_Task statement_.
Rewrite all of the lines in the records below, requests included, and add 27 to each number in the point coordinates that make up the answers.
▼
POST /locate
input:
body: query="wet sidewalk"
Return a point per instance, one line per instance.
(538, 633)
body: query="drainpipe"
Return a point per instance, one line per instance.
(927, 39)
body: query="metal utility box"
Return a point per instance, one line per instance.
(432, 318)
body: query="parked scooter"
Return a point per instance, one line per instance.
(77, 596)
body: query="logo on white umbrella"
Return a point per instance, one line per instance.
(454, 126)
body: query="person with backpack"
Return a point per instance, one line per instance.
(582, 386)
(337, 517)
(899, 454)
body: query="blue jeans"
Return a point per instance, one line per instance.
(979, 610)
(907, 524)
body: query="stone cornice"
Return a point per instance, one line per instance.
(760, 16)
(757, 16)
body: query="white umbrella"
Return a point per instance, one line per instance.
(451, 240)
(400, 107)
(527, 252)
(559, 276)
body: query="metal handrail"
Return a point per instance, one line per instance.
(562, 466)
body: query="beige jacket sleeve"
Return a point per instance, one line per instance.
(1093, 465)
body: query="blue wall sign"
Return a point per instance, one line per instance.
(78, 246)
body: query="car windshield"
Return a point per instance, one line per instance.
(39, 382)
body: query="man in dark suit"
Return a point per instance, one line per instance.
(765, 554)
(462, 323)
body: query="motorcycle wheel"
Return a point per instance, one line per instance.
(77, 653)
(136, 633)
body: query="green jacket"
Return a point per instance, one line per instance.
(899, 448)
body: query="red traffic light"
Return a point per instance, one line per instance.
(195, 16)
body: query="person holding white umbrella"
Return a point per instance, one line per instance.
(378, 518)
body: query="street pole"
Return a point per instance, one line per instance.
▲
_Solution_.
POST /locate
input:
body: query="wet sidewalk"
Return a point per instance, one line per instance.
(565, 660)
body: query="drainpipe"
Return a point per instance, one line per instance.
(954, 66)
body: query="metal utility box"
Return a point per instance, one line per instance.
(459, 345)
body: query="parked scooter"
Return a point per instance, one line per instance.
(104, 623)
body: query="logo on white umbrella"
Return a point per instance, one line per instance.
(481, 153)
body: query="person with backpack"
Return a point per instance, one line per instance.
(609, 413)
(364, 544)
(926, 481)
body: query="blue jeans"
Return a point per instance, one line per instance.
(1006, 637)
(934, 551)
body: query="stone cornice"
Return a point per instance, one line per instance.
(787, 43)
(784, 43)
body: query="white umbrella"
Return a point per instance, one line per instance.
(478, 267)
(427, 134)
(554, 279)
(586, 303)
body: query="metal handrail"
Return a point per instance, one line per instance.
(589, 493)
body: query="beige jacket sleeve"
Return a point per instance, one line per instance.
(1120, 492)
body: query="blue wall sign"
Return a point per instance, one line per instance.
(105, 273)
body: query="car windshield"
Return a point per instance, one line per instance.
(66, 409)
body: query="man in dark suit"
Return a point per instance, one line per instance.
(792, 581)
(489, 350)
body: query="motorcycle wheel"
Return a point per instance, one line per instance.
(104, 680)
(163, 660)
body: query="green jacket"
Return a point per instance, one line per instance.
(926, 475)
body: query="red traffic light"
Return a point per instance, one line per instance.
(222, 43)
body: query="person holding white umbrella"
Return a point per instance, one line per instance.
(405, 545)
body: query="street pole"
Return a point per instance, one line per instance.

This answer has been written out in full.